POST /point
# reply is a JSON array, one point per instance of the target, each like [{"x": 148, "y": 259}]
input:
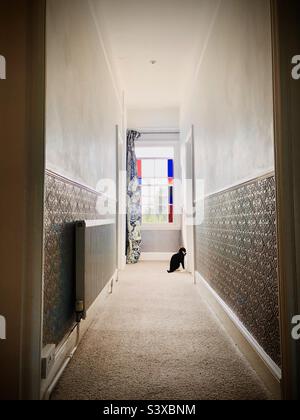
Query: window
[{"x": 156, "y": 178}]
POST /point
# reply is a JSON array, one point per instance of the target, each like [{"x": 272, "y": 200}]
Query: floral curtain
[{"x": 134, "y": 208}]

* * * * * * * * *

Repeat the records word for word. Any picture in them should be left out.

POST /point
# reply is a JSON array, one point per instance of the target, each like [{"x": 148, "y": 259}]
input:
Query: window
[{"x": 156, "y": 178}]
POST /point
# reply is a JSON array, one point per instance of the target, each like [{"x": 272, "y": 200}]
Query: floral curtain
[{"x": 134, "y": 208}]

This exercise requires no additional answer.